Task details. Your output should consist solely of the lines from the one with "Where can you see the grassy" through the end of the records, reproduced exactly, both ends included.

Records for the exercise.
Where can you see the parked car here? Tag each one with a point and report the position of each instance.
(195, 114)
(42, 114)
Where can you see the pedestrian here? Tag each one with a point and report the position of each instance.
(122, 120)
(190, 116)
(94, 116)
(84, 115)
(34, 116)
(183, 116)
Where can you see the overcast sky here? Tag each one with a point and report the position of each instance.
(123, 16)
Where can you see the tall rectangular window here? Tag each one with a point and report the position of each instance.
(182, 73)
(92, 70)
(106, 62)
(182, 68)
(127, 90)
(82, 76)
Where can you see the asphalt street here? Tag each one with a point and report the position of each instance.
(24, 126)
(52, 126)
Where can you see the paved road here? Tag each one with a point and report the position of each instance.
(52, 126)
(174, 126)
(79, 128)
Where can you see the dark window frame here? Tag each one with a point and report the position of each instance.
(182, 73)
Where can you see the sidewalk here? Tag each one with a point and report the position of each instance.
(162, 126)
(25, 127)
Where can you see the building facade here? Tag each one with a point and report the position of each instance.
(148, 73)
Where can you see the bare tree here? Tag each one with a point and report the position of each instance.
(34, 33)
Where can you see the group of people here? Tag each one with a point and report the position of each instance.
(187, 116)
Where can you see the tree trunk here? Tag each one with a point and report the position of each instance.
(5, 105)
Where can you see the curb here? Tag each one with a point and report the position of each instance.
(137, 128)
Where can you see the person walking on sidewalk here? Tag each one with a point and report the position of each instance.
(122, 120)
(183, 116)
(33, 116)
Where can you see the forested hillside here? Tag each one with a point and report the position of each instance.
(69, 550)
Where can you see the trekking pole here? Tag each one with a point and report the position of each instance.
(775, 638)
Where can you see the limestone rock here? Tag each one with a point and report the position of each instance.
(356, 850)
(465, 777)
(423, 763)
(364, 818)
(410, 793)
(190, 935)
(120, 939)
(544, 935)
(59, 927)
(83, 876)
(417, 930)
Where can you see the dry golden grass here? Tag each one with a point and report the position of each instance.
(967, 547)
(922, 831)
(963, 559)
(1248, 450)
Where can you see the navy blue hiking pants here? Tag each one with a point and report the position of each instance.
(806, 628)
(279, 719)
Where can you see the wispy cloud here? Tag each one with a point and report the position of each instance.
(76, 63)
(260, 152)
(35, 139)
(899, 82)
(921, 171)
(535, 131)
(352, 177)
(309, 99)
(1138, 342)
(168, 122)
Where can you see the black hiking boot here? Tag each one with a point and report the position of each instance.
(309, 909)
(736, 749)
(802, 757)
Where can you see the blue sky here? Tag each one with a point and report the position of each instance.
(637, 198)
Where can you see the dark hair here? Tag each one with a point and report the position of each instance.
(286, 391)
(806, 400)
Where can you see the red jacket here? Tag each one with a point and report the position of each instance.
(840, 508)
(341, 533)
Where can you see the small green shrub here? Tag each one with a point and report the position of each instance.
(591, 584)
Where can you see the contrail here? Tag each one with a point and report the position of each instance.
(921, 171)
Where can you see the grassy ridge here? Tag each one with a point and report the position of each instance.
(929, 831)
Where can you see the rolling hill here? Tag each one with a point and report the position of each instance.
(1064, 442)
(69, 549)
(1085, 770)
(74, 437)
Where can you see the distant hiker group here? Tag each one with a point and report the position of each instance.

Response to the task.
Where can you see the grassy ridge here? Tag each one with a point and report the position of each instance.
(929, 831)
Where can you see the rolling hill here? Tag each one with a point and report the position of each instance.
(1064, 442)
(69, 549)
(1085, 770)
(74, 437)
Where can you see the distant hiker group here? Tag each one with a point and report the position of each instance.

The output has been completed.